— Start of Extracted entries —

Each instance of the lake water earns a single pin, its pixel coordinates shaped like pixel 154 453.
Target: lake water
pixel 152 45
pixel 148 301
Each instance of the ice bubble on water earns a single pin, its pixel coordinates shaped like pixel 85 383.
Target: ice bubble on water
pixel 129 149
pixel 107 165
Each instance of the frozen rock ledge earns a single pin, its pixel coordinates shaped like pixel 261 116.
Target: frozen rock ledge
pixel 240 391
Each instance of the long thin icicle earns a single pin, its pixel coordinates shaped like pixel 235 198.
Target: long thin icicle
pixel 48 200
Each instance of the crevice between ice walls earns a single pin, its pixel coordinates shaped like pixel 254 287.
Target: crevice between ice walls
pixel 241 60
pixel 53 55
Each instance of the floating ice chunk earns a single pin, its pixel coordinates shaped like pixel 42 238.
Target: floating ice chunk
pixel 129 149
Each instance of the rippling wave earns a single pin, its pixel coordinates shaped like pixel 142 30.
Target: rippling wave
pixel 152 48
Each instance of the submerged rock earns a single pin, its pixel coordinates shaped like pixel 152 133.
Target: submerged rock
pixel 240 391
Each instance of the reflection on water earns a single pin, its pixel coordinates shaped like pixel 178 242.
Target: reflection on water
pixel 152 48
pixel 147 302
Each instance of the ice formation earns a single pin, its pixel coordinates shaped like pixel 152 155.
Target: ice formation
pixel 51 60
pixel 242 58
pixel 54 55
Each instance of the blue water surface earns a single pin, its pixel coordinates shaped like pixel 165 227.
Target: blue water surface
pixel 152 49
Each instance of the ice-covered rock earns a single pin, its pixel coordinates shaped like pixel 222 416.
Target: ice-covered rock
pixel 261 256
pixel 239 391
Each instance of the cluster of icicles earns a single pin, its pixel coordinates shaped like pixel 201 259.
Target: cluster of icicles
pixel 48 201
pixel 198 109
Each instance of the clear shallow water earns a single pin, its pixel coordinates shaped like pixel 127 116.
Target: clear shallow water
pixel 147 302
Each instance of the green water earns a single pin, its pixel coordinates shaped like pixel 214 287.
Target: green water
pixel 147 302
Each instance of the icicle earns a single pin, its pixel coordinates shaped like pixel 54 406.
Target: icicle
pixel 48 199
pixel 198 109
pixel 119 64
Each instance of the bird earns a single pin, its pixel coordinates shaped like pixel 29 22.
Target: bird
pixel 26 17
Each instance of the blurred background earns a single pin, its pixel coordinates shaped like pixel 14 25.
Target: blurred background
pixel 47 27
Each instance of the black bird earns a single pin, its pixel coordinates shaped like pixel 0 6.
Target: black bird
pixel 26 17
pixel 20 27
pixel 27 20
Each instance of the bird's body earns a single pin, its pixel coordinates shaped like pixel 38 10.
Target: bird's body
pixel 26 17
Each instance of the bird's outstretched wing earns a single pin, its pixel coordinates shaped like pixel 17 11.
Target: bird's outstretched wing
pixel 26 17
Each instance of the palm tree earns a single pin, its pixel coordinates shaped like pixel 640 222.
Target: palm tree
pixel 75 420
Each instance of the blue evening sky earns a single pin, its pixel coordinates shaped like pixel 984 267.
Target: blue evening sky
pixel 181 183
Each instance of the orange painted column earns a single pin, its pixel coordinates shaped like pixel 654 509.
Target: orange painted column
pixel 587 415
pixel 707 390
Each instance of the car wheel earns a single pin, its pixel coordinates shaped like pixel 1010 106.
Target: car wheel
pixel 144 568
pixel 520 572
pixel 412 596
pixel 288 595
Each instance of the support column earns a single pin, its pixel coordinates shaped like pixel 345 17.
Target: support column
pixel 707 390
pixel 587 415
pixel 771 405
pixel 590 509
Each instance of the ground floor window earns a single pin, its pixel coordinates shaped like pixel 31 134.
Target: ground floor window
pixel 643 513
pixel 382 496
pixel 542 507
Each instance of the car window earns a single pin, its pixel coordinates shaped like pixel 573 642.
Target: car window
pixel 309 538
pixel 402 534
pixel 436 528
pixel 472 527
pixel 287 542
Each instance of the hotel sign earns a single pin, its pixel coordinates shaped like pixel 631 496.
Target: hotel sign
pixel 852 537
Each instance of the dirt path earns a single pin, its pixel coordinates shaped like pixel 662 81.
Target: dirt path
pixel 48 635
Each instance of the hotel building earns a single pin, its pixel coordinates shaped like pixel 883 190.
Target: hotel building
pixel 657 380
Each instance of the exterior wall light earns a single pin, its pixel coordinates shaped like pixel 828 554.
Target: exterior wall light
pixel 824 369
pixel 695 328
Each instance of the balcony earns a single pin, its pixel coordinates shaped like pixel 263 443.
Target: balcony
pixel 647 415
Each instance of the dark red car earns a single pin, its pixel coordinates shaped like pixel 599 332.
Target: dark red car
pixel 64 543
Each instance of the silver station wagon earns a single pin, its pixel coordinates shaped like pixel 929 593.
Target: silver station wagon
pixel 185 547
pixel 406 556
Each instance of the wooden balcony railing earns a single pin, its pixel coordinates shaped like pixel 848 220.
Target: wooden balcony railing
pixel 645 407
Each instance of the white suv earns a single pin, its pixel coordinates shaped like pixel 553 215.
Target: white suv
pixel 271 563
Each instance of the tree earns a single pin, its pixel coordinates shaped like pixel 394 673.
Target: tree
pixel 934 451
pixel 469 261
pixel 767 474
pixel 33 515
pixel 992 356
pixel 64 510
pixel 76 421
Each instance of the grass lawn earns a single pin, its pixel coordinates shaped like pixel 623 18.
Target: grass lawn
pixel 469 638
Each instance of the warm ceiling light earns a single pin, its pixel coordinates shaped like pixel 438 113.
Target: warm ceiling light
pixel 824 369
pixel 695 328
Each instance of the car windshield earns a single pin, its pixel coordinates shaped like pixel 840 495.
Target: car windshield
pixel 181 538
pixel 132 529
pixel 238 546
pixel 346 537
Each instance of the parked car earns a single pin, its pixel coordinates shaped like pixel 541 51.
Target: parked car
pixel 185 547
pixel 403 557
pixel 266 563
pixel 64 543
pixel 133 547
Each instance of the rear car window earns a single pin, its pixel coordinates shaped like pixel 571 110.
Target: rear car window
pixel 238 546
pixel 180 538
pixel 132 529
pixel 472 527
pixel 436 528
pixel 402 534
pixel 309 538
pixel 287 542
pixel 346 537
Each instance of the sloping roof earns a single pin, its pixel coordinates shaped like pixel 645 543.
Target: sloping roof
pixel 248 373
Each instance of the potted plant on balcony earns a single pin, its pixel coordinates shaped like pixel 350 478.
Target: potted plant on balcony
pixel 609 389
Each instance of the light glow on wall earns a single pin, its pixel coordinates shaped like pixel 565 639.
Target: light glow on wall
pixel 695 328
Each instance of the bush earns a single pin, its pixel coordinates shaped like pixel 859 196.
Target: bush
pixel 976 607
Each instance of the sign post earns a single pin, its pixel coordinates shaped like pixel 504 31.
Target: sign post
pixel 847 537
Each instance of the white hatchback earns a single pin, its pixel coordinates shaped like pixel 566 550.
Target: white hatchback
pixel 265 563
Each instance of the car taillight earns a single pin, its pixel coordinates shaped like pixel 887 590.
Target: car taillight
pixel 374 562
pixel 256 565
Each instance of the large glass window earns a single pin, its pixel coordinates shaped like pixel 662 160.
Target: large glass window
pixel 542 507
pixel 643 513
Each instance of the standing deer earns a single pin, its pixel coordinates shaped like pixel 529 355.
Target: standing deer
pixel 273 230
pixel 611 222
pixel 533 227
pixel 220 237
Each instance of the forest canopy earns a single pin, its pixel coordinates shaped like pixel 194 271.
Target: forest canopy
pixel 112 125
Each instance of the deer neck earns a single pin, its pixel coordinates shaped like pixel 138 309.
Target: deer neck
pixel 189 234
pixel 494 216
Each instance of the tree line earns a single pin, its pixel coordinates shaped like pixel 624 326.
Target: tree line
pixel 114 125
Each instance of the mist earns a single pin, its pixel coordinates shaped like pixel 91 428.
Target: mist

— End of Extracted entries —

▶ [Your task]
Transcribe the lines above verbatim, beginning with the line containing "Each instance of the balcony" and ending with the line containing "pixel 406 556", both included.

▶ [Reply]
Each instance of the balcony earns a single pin, its pixel coordinates shaped like pixel 263 443.
Target: balcony
pixel 647 415
Each instance of the dark red car earns a single pin, its pixel coordinates shaped like pixel 599 332.
Target: dark red car
pixel 64 543
Each instance of the silver station wagon earns a single pin, its pixel coordinates shaped like pixel 929 593.
Target: silver station wagon
pixel 185 547
pixel 406 556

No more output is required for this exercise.